WHAT NEEDS TO BE DONE –
Copy the lines below word for word, without the pictures.

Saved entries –
- Opening Delimiter -

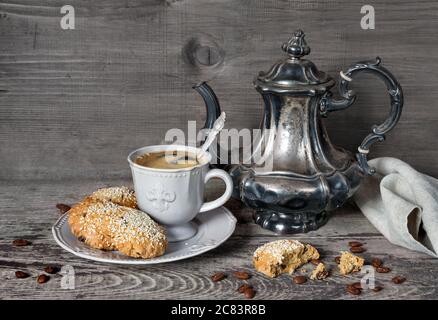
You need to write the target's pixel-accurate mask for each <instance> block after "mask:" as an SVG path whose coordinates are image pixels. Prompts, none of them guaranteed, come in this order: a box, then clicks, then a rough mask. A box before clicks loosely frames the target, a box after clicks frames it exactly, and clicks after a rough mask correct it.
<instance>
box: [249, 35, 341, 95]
mask: <svg viewBox="0 0 438 320" xmlns="http://www.w3.org/2000/svg"><path fill="white" fill-rule="evenodd" d="M304 36H305V34H304V32H303V31H302V30H297V31H295V32H294V34H293V36H292V38H290V39H289V41H288V42H286V43H283V45H282V47H281V48H282V49H283V51H284V52H286V53H287V57H286V58H285V59H283V60H280V61H279V62H277V63H276V64H274V65H273V66H272V67H271V69H270V70H269V71H268V72H263V71H262V72H260V73H259V75H258V76H257V77H256V78H255V79H254V85H255V87H256V88H257V89H258V90H259V91H261V92H274V93H297V94H307V95H309V94H315V93H317V92H324V91H326V90H327V89H328V88H330V87H332V86H333V85H334V83H335V82H334V80H333V79H332V78H331V77H330V76H329V75H327V74H325V73H324V72H322V71H319V70H318V69H317V68H316V66H315V64H313V62H311V61H309V60H306V59H302V57H304V56H305V55H308V54H309V53H310V47H309V46H308V45H307V43H306V41H305V40H304Z"/></svg>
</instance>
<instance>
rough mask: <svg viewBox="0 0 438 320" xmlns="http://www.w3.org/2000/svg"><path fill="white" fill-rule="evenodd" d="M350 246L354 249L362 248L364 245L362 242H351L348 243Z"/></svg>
mask: <svg viewBox="0 0 438 320" xmlns="http://www.w3.org/2000/svg"><path fill="white" fill-rule="evenodd" d="M348 246H349V247H352V248H354V247H362V246H363V244H362V242H359V241H350V242H349V243H348Z"/></svg>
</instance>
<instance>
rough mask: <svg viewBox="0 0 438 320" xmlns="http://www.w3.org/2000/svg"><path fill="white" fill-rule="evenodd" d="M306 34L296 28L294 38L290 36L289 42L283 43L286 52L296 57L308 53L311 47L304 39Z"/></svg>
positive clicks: (291, 55) (287, 53)
mask: <svg viewBox="0 0 438 320" xmlns="http://www.w3.org/2000/svg"><path fill="white" fill-rule="evenodd" d="M305 36H306V35H305V34H304V32H303V30H296V31H295V32H294V34H293V36H292V38H290V39H289V41H288V42H285V43H283V45H282V46H281V48H282V49H283V51H284V52H286V53H287V54H289V55H290V56H292V57H294V58H296V59H299V58H301V57H303V56H305V55H308V54H309V53H310V47H309V46H308V45H307V43H306V40H304V37H305Z"/></svg>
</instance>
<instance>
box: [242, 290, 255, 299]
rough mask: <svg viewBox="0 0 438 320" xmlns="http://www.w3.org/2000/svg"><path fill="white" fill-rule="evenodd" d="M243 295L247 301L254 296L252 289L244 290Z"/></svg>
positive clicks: (253, 292) (254, 292)
mask: <svg viewBox="0 0 438 320" xmlns="http://www.w3.org/2000/svg"><path fill="white" fill-rule="evenodd" d="M243 294H244V295H245V297H246V298H247V299H252V298H254V296H255V290H254V289H253V288H248V289H246V290H245V291H244V292H243Z"/></svg>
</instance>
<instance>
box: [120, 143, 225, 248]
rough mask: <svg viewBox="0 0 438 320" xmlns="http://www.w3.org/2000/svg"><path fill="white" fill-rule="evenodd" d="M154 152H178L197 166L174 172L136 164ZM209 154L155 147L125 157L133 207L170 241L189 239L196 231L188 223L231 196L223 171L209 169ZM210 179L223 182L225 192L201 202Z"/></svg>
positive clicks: (168, 169)
mask: <svg viewBox="0 0 438 320" xmlns="http://www.w3.org/2000/svg"><path fill="white" fill-rule="evenodd" d="M157 152H169V153H172V152H181V154H185V153H189V154H194V155H196V156H197V164H196V165H193V166H190V167H184V168H178V169H159V168H152V167H147V166H143V165H139V164H137V163H136V161H135V160H136V159H137V158H138V157H140V156H141V155H145V154H152V153H157ZM211 158H212V157H211V154H210V153H209V152H208V151H205V150H203V149H201V148H194V147H186V146H177V145H158V146H149V147H144V148H140V149H137V150H135V151H133V152H132V153H131V154H130V155H129V156H128V162H129V164H130V166H131V171H132V178H133V180H134V189H135V193H136V196H137V205H138V207H139V208H140V209H141V210H142V211H145V212H146V213H148V214H149V215H150V216H151V217H152V218H153V219H154V220H156V221H157V222H158V223H160V224H162V225H164V226H165V228H166V233H167V238H168V240H169V241H170V242H173V241H181V240H185V239H188V238H191V237H192V236H193V235H195V234H196V228H195V226H194V224H193V223H191V220H193V219H194V218H195V217H196V215H198V214H199V213H200V214H202V212H206V211H210V210H213V209H216V208H218V207H220V206H222V205H223V204H224V203H225V202H226V201H228V199H230V197H231V193H232V192H233V182H232V180H231V177H230V176H229V175H228V173H227V172H225V171H223V170H220V169H212V170H210V168H209V164H210V161H211ZM212 178H219V179H222V180H223V181H224V182H225V186H226V189H225V192H224V193H223V195H222V196H221V197H219V198H218V199H216V200H213V201H210V202H205V203H204V189H205V184H206V183H207V182H208V181H209V180H210V179H212Z"/></svg>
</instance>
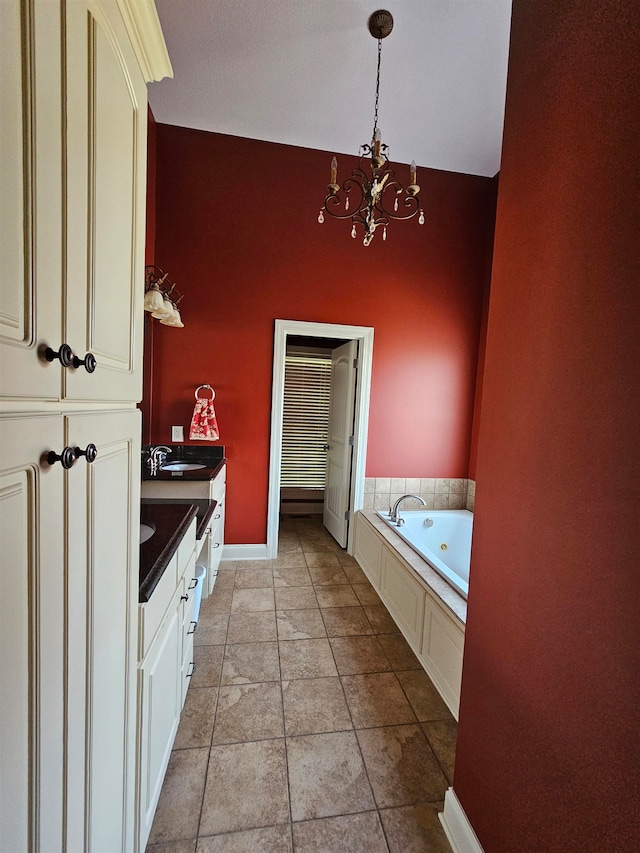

- Closing Delimiter -

OUTPUT FOR THIS TASK –
You need to write the target's pixel-accurate mask for each <instance> block after "mask:" as an SVG path whose coordinates are image pixels. Prompts, none of them guaranteed, come in this order: a box, then clicks, then a rough mask. A box before clicks loosely frames the target, a box after clicks frames it exactly, and clicks after a rough mask correct it.
<instance>
box: [249, 35, 341, 95]
mask: <svg viewBox="0 0 438 320" xmlns="http://www.w3.org/2000/svg"><path fill="white" fill-rule="evenodd" d="M304 36H305V34H304V32H303V31H302V30H297V31H295V32H294V34H293V36H292V38H290V39H289V41H288V42H286V43H283V45H282V47H281V48H282V49H283V51H284V52H286V53H287V57H286V58H285V59H283V60H280V61H279V62H277V63H276V64H274V65H273V66H272V67H271V69H270V70H269V71H268V72H263V71H262V72H260V73H259V75H258V76H257V77H256V78H255V79H254V85H255V87H256V88H257V89H258V90H259V91H261V92H274V93H297V94H307V95H309V94H315V93H317V92H324V91H326V90H327V89H328V88H330V87H332V86H333V85H334V83H335V82H334V80H333V79H332V78H331V77H330V76H329V75H327V74H325V73H324V72H322V71H319V70H318V69H317V68H316V66H315V64H313V62H311V61H309V60H306V59H302V57H304V56H305V55H308V54H309V53H310V47H309V46H308V45H307V43H306V41H305V40H304Z"/></svg>
</instance>
<instance>
rough mask: <svg viewBox="0 0 438 320" xmlns="http://www.w3.org/2000/svg"><path fill="white" fill-rule="evenodd" d="M350 246L354 249L362 248L364 245L362 242H351L348 243Z"/></svg>
mask: <svg viewBox="0 0 438 320" xmlns="http://www.w3.org/2000/svg"><path fill="white" fill-rule="evenodd" d="M348 246H349V247H352V248H354V247H362V246H363V244H362V242H359V241H350V242H349V243H348Z"/></svg>
</instance>
<instance>
rough mask: <svg viewBox="0 0 438 320" xmlns="http://www.w3.org/2000/svg"><path fill="white" fill-rule="evenodd" d="M306 34L296 28L294 38L290 36L289 42L283 43L286 52L296 57L308 53L311 47L304 39Z"/></svg>
positive clicks: (291, 55) (287, 53)
mask: <svg viewBox="0 0 438 320" xmlns="http://www.w3.org/2000/svg"><path fill="white" fill-rule="evenodd" d="M305 36H306V35H305V34H304V32H303V30H296V31H295V32H294V34H293V36H292V38H290V39H289V41H288V42H285V43H283V45H282V46H281V48H282V49H283V51H284V52H286V53H287V54H289V55H290V56H292V57H294V58H296V59H299V58H301V57H303V56H305V55H308V54H309V53H310V47H309V46H308V45H307V43H306V40H304V37H305Z"/></svg>
</instance>
<instance>
box: [242, 290, 255, 299]
rough mask: <svg viewBox="0 0 438 320" xmlns="http://www.w3.org/2000/svg"><path fill="white" fill-rule="evenodd" d="M243 295L247 301L254 296L252 289L244 290Z"/></svg>
positive clicks: (253, 292) (254, 292)
mask: <svg viewBox="0 0 438 320" xmlns="http://www.w3.org/2000/svg"><path fill="white" fill-rule="evenodd" d="M243 294H244V295H245V297H246V298H247V299H252V298H254V296H255V290H254V289H253V288H248V289H246V290H245V291H244V292H243Z"/></svg>
</instance>
<instance>
box: [120, 143, 225, 248]
rough mask: <svg viewBox="0 0 438 320" xmlns="http://www.w3.org/2000/svg"><path fill="white" fill-rule="evenodd" d="M154 152H178L197 166L174 172L136 164ZM209 154L155 147L125 157L133 207L170 241L189 239L196 231L188 223L231 196L223 171L209 169ZM210 179L223 182L225 192L201 202Z"/></svg>
positive clicks: (168, 169)
mask: <svg viewBox="0 0 438 320" xmlns="http://www.w3.org/2000/svg"><path fill="white" fill-rule="evenodd" d="M157 152H169V153H172V152H181V154H185V153H189V154H194V155H196V156H197V164H196V165H193V166H190V167H184V168H178V169H159V168H152V167H147V166H143V165H139V164H137V163H136V161H135V160H136V159H137V158H138V157H140V156H141V155H145V154H152V153H157ZM211 158H212V157H211V154H210V153H209V152H208V151H205V150H203V149H201V148H194V147H186V146H177V145H158V146H149V147H144V148H140V149H137V150H135V151H133V152H132V153H131V154H130V155H129V156H128V162H129V164H130V166H131V171H132V178H133V180H134V189H135V193H136V196H137V205H138V207H139V208H140V209H141V210H142V211H145V212H146V213H148V214H149V215H150V216H151V217H152V218H153V219H154V220H156V221H157V222H158V223H160V224H162V225H164V226H165V228H166V233H167V238H168V240H169V241H170V242H173V241H181V240H185V239H188V238H191V237H192V236H193V235H195V234H196V228H195V226H194V224H193V223H191V220H193V219H194V218H195V217H196V215H198V214H199V213H200V214H202V212H206V211H210V210H213V209H216V208H218V207H220V206H222V205H223V204H224V203H225V202H226V201H228V199H230V197H231V193H232V192H233V182H232V180H231V177H230V176H229V175H228V173H227V172H225V171H223V170H220V169H212V170H210V168H209V164H210V161H211ZM212 178H219V179H222V180H223V181H224V182H225V186H226V189H225V192H224V193H223V195H222V196H221V197H219V198H218V199H216V200H213V201H210V202H205V203H204V189H205V184H206V183H207V182H208V181H209V180H210V179H212Z"/></svg>
</instance>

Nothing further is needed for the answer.